----- Input material -----

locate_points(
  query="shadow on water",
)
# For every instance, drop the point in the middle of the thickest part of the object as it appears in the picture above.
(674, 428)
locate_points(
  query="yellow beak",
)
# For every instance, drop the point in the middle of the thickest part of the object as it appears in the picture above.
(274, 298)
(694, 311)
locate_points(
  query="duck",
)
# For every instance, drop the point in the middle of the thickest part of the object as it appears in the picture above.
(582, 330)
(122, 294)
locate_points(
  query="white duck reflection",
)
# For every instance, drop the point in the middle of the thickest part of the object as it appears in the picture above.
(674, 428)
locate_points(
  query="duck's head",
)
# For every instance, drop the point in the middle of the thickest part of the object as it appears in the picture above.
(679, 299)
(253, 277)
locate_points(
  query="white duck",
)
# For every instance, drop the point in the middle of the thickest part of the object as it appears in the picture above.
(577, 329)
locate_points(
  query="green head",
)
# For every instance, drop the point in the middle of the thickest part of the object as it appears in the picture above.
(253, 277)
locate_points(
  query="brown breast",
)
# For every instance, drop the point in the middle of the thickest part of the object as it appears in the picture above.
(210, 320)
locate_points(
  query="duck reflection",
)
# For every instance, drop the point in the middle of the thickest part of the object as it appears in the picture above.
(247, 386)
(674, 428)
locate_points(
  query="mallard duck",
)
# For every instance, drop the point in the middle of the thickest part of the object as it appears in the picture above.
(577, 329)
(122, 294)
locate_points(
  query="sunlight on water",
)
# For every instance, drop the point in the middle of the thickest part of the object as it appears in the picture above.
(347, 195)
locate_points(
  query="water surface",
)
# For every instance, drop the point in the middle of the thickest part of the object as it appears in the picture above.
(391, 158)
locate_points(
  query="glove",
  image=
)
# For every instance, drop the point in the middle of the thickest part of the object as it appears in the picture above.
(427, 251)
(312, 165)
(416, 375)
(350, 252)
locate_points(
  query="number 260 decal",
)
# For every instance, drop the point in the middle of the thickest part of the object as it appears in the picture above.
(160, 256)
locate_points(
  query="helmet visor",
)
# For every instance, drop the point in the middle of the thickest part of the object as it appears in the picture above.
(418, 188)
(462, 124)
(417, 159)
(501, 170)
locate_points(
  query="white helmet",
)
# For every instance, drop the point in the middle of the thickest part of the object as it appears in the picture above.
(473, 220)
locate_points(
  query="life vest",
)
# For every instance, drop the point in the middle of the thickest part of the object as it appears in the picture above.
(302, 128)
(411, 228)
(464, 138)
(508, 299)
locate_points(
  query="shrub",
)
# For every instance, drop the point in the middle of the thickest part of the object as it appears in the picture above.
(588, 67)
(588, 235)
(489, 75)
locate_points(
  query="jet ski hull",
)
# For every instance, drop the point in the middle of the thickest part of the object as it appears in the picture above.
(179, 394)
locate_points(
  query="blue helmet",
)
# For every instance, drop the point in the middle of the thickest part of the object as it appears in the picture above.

-----

How to complete this task =>
Start at the top line of the records and retype them all exactly.

Solved problem =>
locate_points(
  query="shadow on water",
)
# For every instance, drop the point in the middle of the thickest part of the object as it appears in the picture above.
(674, 428)
locate_points(
  query="yellow beak",
)
# For every instance, drop the point in the middle of the thickest part of the object as it appears in the picture above.
(274, 298)
(694, 311)
locate_points(
  query="duck",
)
# For every instance, drop the point in the middle of the thickest part of the object as it appears in the picture above.
(582, 330)
(122, 294)
locate_points(
  query="white duck reflection",
)
# For every instance, drop the point in the middle of the thickest part of the object as it appears in the picture above.
(674, 428)
locate_points(
  query="duck's head",
)
# For every instance, drop the point in the middle of the thickest part of the object as it appears in the picture above.
(679, 299)
(253, 277)
locate_points(
  query="white duck",
)
# For every instance, drop the point in the middle of the thickest part of the object as it appears in the picture above.
(577, 329)
locate_points(
  query="green head",
)
# For every instance, drop the point in the middle of the thickest part of the object as it appears in the picture above.
(253, 277)
locate_points(
  query="brown breast",
)
# For every instance, drop the point in the middle of the thickest part of the object as it appears in the picture above.
(210, 320)
locate_points(
  query="duck reflection",
)
# For every instance, drop the point in the middle of the thickest part of the object as it appears in the picture above.
(247, 386)
(674, 428)
locate_points(
  query="mallard duck",
)
# For every instance, drop the point in the middle of the thickest part of the object as it appears in the picture above.
(577, 329)
(122, 294)
locate_points(
  query="sunlight on water",
)
# For every instance, drop the point in the middle of the thickest part of the object as it appears in the picture above.
(347, 195)
locate_points(
  query="water surface",
)
# For every instance, drop the point in the middle of the thickest part of the object as it appears in the picture above.
(391, 158)
locate_points(
  query="glove",
  image=
)
# For every instance, drop the point in the middle of the thickest part of the object as it appears in the picture above.
(427, 251)
(312, 165)
(416, 375)
(350, 252)
locate_points(
  query="number 260 decal",
)
# For every instance, drop the point in the middle of the thickest part of the object as it appears in the picture above.
(160, 256)
locate_points(
  query="helmet visor",
)
# For every instance, drop the point in the middle of the thickest part of the object as it appears in the picture above.
(418, 188)
(462, 124)
(417, 159)
(501, 170)
locate_points(
  query="white helmet",
)
# For every instance, drop the point in the middle of the thickest part of the object as it appears in the picture above.
(473, 220)
locate_points(
  query="life vest",
)
# For every instance, drop the point in the middle of the thickest part of the object as it appears in the picture above.
(302, 128)
(411, 228)
(464, 138)
(508, 299)
locate_points(
  query="shrub",
)
# For every instance, drop the point in the middle of the thickest part of the object as it appears in the picture above.
(588, 67)
(588, 235)
(489, 75)
locate_points(
  query="jet ski hull",
)
# For every instance, drop the point in the middle of the thickest part of the object as it appears in the picture above.
(179, 394)
locate_points(
  query="blue helmet",
)
# For every instance, drop the point in the middle of the thickest part of the object as it appears in the picture above.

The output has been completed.